Reproduce every line of the listing below word for word, but leave the pictures out of your answer.

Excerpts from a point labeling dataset
* BEGIN *

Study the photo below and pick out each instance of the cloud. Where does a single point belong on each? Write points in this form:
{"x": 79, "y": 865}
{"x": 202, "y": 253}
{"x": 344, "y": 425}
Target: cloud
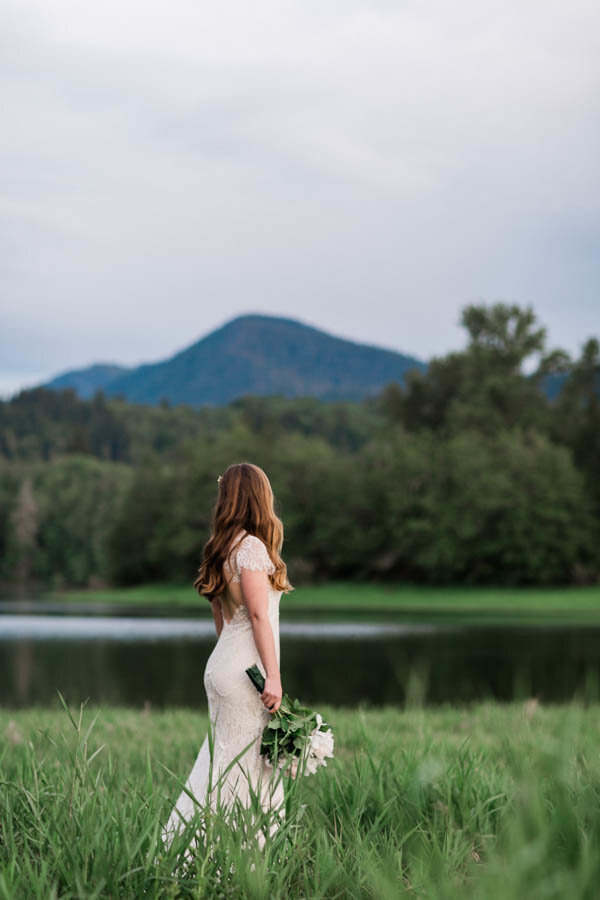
{"x": 368, "y": 167}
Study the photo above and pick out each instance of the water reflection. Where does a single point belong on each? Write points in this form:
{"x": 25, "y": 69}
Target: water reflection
{"x": 133, "y": 660}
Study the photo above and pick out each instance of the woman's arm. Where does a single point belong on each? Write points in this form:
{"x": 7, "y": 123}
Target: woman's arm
{"x": 215, "y": 605}
{"x": 254, "y": 584}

* END *

■ SOLUTION FOR THIS PROBLEM:
Study the photo below and pick out each instance of the cloud. Where does a single point belong on each? Write points in this form:
{"x": 79, "y": 865}
{"x": 202, "y": 253}
{"x": 344, "y": 425}
Target: cloud
{"x": 368, "y": 167}
Study the photo above and pick out each instance of the water reflection. Where does a single point belong on each? Write points in this form:
{"x": 25, "y": 69}
Target: water reflection
{"x": 133, "y": 660}
Study the photo above and pick out each instance of the woman's arm. Where does a single point belong on each? Write points in this form:
{"x": 7, "y": 123}
Target: woman's arm
{"x": 215, "y": 605}
{"x": 254, "y": 584}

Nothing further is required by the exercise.